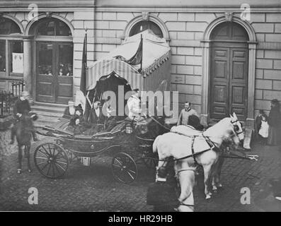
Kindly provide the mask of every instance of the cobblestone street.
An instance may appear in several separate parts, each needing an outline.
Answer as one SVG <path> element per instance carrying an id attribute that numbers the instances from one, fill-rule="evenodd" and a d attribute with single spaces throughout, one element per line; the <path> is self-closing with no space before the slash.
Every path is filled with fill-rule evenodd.
<path id="1" fill-rule="evenodd" d="M 70 165 L 64 178 L 50 179 L 35 169 L 16 174 L 17 146 L 8 145 L 9 131 L 1 132 L 0 210 L 75 210 L 75 211 L 151 211 L 146 204 L 148 184 L 154 179 L 154 170 L 139 165 L 137 181 L 125 185 L 114 180 L 111 157 L 92 158 L 91 167 L 79 161 Z M 42 139 L 42 137 L 40 137 Z M 35 143 L 33 143 L 33 151 Z M 260 155 L 259 161 L 225 160 L 222 172 L 224 188 L 210 201 L 204 196 L 200 173 L 194 189 L 195 211 L 281 211 L 269 182 L 281 177 L 280 147 L 254 145 L 251 154 Z M 38 205 L 28 202 L 30 187 L 38 189 Z M 242 205 L 241 189 L 248 187 L 251 204 Z"/>

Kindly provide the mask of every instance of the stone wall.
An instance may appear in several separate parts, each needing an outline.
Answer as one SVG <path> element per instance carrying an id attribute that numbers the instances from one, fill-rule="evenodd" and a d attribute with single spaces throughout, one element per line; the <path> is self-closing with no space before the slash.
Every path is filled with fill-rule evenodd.
<path id="1" fill-rule="evenodd" d="M 143 10 L 98 8 L 74 12 L 56 12 L 67 19 L 74 27 L 74 92 L 80 84 L 83 41 L 88 29 L 88 65 L 105 56 L 106 53 L 122 43 L 126 28 Z M 10 13 L 18 19 L 24 29 L 28 23 L 26 13 Z M 189 11 L 159 12 L 154 8 L 149 13 L 157 18 L 168 30 L 166 37 L 171 47 L 171 90 L 178 90 L 179 108 L 185 101 L 202 112 L 202 44 L 203 34 L 208 25 L 224 13 Z M 240 13 L 234 13 L 239 16 Z M 251 25 L 258 41 L 256 61 L 256 90 L 254 108 L 270 109 L 270 100 L 281 100 L 281 13 L 252 13 Z M 165 31 L 163 31 L 164 32 Z"/>

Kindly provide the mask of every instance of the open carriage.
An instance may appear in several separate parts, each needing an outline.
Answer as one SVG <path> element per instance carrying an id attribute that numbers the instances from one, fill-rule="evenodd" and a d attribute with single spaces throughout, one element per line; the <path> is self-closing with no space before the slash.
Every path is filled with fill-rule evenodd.
<path id="1" fill-rule="evenodd" d="M 96 100 L 106 100 L 105 93 L 110 90 L 118 97 L 113 107 L 117 112 L 117 123 L 110 131 L 101 130 L 93 134 L 68 131 L 69 121 L 64 118 L 55 126 L 41 127 L 38 133 L 52 139 L 38 143 L 35 148 L 34 161 L 39 172 L 47 177 L 62 177 L 74 158 L 89 160 L 106 155 L 113 157 L 114 178 L 130 184 L 137 177 L 137 163 L 155 167 L 157 160 L 151 150 L 155 137 L 137 136 L 134 123 L 125 119 L 124 114 L 120 117 L 118 108 L 123 108 L 121 112 L 125 110 L 127 91 L 131 90 L 131 87 L 141 91 L 165 91 L 168 88 L 169 54 L 170 47 L 166 40 L 147 30 L 128 37 L 105 59 L 89 67 L 86 71 L 85 114 L 88 114 Z M 119 97 L 120 94 L 122 98 Z M 121 105 L 120 100 L 124 101 Z"/>
<path id="2" fill-rule="evenodd" d="M 39 144 L 34 152 L 36 168 L 47 177 L 63 177 L 76 158 L 90 160 L 91 157 L 106 155 L 113 157 L 114 178 L 130 184 L 137 177 L 137 163 L 144 163 L 148 167 L 154 167 L 157 164 L 151 150 L 154 140 L 135 136 L 134 129 L 132 133 L 127 133 L 130 131 L 129 125 L 134 128 L 130 121 L 120 121 L 110 131 L 102 131 L 93 136 L 68 132 L 66 129 L 69 123 L 69 120 L 62 118 L 55 128 L 43 126 L 38 129 L 38 133 L 53 138 L 52 141 Z"/>

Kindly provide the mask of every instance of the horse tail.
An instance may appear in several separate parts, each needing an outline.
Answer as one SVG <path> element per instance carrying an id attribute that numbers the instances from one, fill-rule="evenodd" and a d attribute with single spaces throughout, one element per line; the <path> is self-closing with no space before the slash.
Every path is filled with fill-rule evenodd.
<path id="1" fill-rule="evenodd" d="M 158 143 L 158 139 L 159 138 L 160 136 L 158 136 L 156 139 L 154 140 L 154 142 L 153 143 L 152 145 L 152 150 L 154 153 L 157 153 L 157 143 Z"/>

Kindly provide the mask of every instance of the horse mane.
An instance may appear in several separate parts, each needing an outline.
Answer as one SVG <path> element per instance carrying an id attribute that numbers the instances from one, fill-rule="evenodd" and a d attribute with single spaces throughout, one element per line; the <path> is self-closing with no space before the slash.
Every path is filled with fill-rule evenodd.
<path id="1" fill-rule="evenodd" d="M 222 129 L 218 129 L 221 128 L 222 125 L 224 125 L 226 122 L 229 123 L 229 120 L 231 120 L 231 118 L 227 117 L 227 118 L 224 118 L 222 120 L 220 120 L 218 123 L 215 124 L 214 126 L 212 126 L 211 127 L 208 128 L 204 133 L 206 136 L 213 136 L 214 134 L 216 134 L 217 136 L 222 136 L 219 133 L 222 133 Z M 214 133 L 215 131 L 215 133 Z M 219 134 L 218 134 L 219 133 Z M 224 134 L 222 134 L 224 136 Z"/>

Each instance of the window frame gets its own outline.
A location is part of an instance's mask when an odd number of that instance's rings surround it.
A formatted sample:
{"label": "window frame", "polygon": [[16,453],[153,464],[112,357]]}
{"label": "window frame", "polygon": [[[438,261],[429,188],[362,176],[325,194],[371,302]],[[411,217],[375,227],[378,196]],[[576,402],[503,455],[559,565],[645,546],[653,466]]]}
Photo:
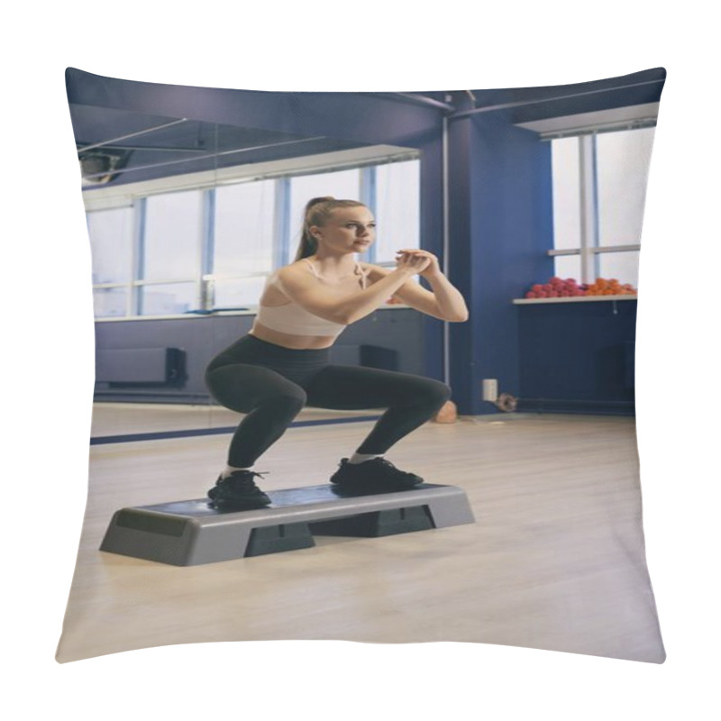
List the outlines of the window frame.
{"label": "window frame", "polygon": [[[624,125],[585,128],[578,132],[549,132],[541,135],[541,140],[575,137],[579,142],[579,194],[580,212],[580,245],[578,248],[553,248],[547,254],[555,259],[561,256],[580,257],[580,283],[593,283],[600,277],[600,256],[603,253],[622,253],[641,251],[641,238],[637,243],[618,245],[600,244],[598,145],[599,134],[655,128],[655,119],[637,121]],[[653,140],[652,140],[653,142]],[[555,230],[553,243],[556,243]]]}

■ WORK INSTRUCTIONS ■
Copy out all of the data above word for word, leaving out the pictures.

■ SOLUTION FOR THIS TASK ■
Kindly provide the mask of every instance of the cobblestone street.
An instance may appear in several separate parts, each needing an outline.
Answer as one SVG <path> element per instance carrying an id attribute that numbers the instances from one, fill-rule="evenodd" and a d attribute with single spaces throughout, one element per line; the <path> is self-closing with no space before the slash.
Every path is filled with fill-rule evenodd.
<path id="1" fill-rule="evenodd" d="M 70 165 L 64 178 L 50 179 L 35 169 L 16 174 L 17 146 L 8 145 L 9 131 L 1 132 L 0 210 L 75 210 L 75 211 L 151 211 L 146 204 L 148 184 L 154 179 L 154 170 L 139 165 L 137 181 L 125 185 L 114 180 L 111 157 L 92 158 L 91 167 L 79 161 Z M 42 139 L 42 137 L 40 137 Z M 35 143 L 33 143 L 33 151 Z M 260 155 L 259 161 L 225 160 L 222 172 L 224 188 L 210 201 L 204 196 L 200 173 L 194 189 L 195 211 L 281 211 L 269 182 L 281 177 L 280 147 L 254 145 L 251 154 Z M 38 205 L 28 202 L 30 187 L 38 189 Z M 242 205 L 241 189 L 248 187 L 251 204 Z"/>

Kindly provide the mask of every instance of the stone wall.
An instance may appear in several separate parts, each needing an outline.
Answer as one SVG <path> element per instance carrying an id attribute that numbers the instances from one, fill-rule="evenodd" and a d attribute with single spaces throughout, one element per line; the <path> is self-closing with no space before the slash.
Every path is filled with fill-rule evenodd.
<path id="1" fill-rule="evenodd" d="M 143 10 L 98 8 L 74 12 L 56 12 L 67 19 L 74 27 L 74 92 L 80 84 L 83 41 L 88 29 L 88 65 L 105 56 L 106 53 L 122 43 L 126 28 Z M 10 13 L 18 19 L 24 29 L 28 23 L 26 13 Z M 189 11 L 159 12 L 154 8 L 149 13 L 157 18 L 168 30 L 166 37 L 171 47 L 171 90 L 178 90 L 179 108 L 185 101 L 202 112 L 202 44 L 203 34 L 208 25 L 224 13 Z M 240 13 L 234 13 L 239 16 Z M 251 25 L 258 41 L 256 61 L 256 90 L 254 108 L 270 109 L 270 100 L 281 100 L 281 13 L 252 13 Z M 165 31 L 163 31 L 164 32 Z"/>

Kindly provide the mask of every instance of the open carriage.
An instance may appear in several separate parts, each needing an outline.
Answer as one SVG <path> element per instance carrying an id attribute that numbers the instances from one, fill-rule="evenodd" and a d attribute with single spaces throughout, one element per line; the <path> is self-closing with no space before the slash.
Every path is filled with fill-rule evenodd.
<path id="1" fill-rule="evenodd" d="M 96 100 L 106 100 L 105 93 L 110 90 L 118 97 L 113 107 L 117 112 L 117 123 L 110 131 L 101 130 L 93 134 L 68 131 L 69 121 L 64 118 L 55 126 L 41 127 L 38 133 L 52 139 L 38 143 L 35 148 L 34 161 L 39 172 L 47 177 L 62 177 L 74 158 L 89 160 L 106 155 L 113 157 L 114 178 L 130 184 L 137 177 L 137 163 L 155 167 L 157 160 L 151 150 L 155 137 L 137 136 L 134 123 L 125 119 L 124 114 L 120 117 L 118 108 L 123 108 L 121 112 L 125 110 L 127 91 L 131 90 L 131 87 L 141 91 L 165 91 L 168 88 L 169 54 L 170 47 L 166 40 L 147 30 L 128 37 L 105 59 L 89 67 L 86 71 L 85 114 L 88 114 Z M 119 97 L 120 94 L 122 98 Z M 121 105 L 120 100 L 124 101 Z"/>
<path id="2" fill-rule="evenodd" d="M 39 144 L 34 152 L 36 168 L 47 177 L 63 177 L 76 158 L 90 160 L 91 157 L 106 155 L 113 157 L 114 178 L 130 184 L 137 177 L 137 163 L 144 163 L 148 167 L 154 167 L 157 164 L 151 150 L 154 140 L 135 136 L 134 129 L 132 133 L 127 133 L 130 131 L 129 125 L 134 128 L 130 121 L 120 121 L 110 131 L 102 131 L 93 136 L 68 132 L 66 129 L 69 123 L 69 120 L 62 118 L 55 128 L 43 126 L 38 129 L 38 133 L 53 138 L 52 141 Z"/>

Kindly provide the mask of every instance of the horse tail.
An instance may appear in several separate parts, each needing an outline.
Answer as one SVG <path> element per instance carrying an id attribute that numbers the instances from one, fill-rule="evenodd" and a d attribute with single spaces throughout, one element per line; the <path> is self-closing with no space before the slash.
Every path is filled with fill-rule evenodd.
<path id="1" fill-rule="evenodd" d="M 158 143 L 158 139 L 159 138 L 160 136 L 158 136 L 156 139 L 154 140 L 154 142 L 153 143 L 152 145 L 152 150 L 154 153 L 157 153 L 157 143 Z"/>

Kindly provide the mask of every instance of the horse mane.
An instance may appear in several separate parts, each needing an outline.
Answer as one SVG <path> element per instance carrying an id attribute that numbers the instances from one, fill-rule="evenodd" and a d attribute with single spaces throughout, one element per line; the <path> is self-closing with no space before the slash.
Every path is filled with fill-rule evenodd.
<path id="1" fill-rule="evenodd" d="M 222 129 L 218 129 L 221 128 L 222 125 L 224 125 L 226 122 L 229 123 L 229 120 L 231 120 L 231 118 L 227 117 L 227 118 L 224 118 L 222 120 L 220 120 L 218 123 L 215 124 L 214 126 L 212 126 L 211 127 L 208 128 L 204 133 L 206 136 L 213 136 L 214 134 L 216 134 L 217 136 L 222 136 L 219 133 L 222 133 Z M 214 133 L 215 131 L 215 133 Z M 219 134 L 218 134 L 219 133 Z M 224 134 L 222 134 L 224 136 Z"/>

Each instance of the window frame gets its own outline.
A location is part of an instance's mask when an odd number of that instance's rings surround it.
A formatted sample:
{"label": "window frame", "polygon": [[16,453],[153,464],[112,357]]}
{"label": "window frame", "polygon": [[[438,261],[429,188],[362,176],[325,194],[371,302]],[[411,217],[375,227],[378,196]],[[576,402],[503,455],[559,565],[645,546],[653,466]]]}
Photo:
List the outlines of the window frame.
{"label": "window frame", "polygon": [[[624,125],[585,128],[578,132],[549,132],[541,135],[541,140],[575,137],[579,142],[579,194],[580,212],[580,245],[578,248],[553,248],[547,254],[555,259],[561,256],[580,257],[580,283],[593,283],[600,277],[600,256],[603,253],[622,253],[641,251],[641,238],[637,243],[618,245],[600,244],[598,145],[599,134],[655,128],[655,119],[637,121]],[[653,140],[652,140],[653,142]],[[555,230],[553,243],[556,243]]]}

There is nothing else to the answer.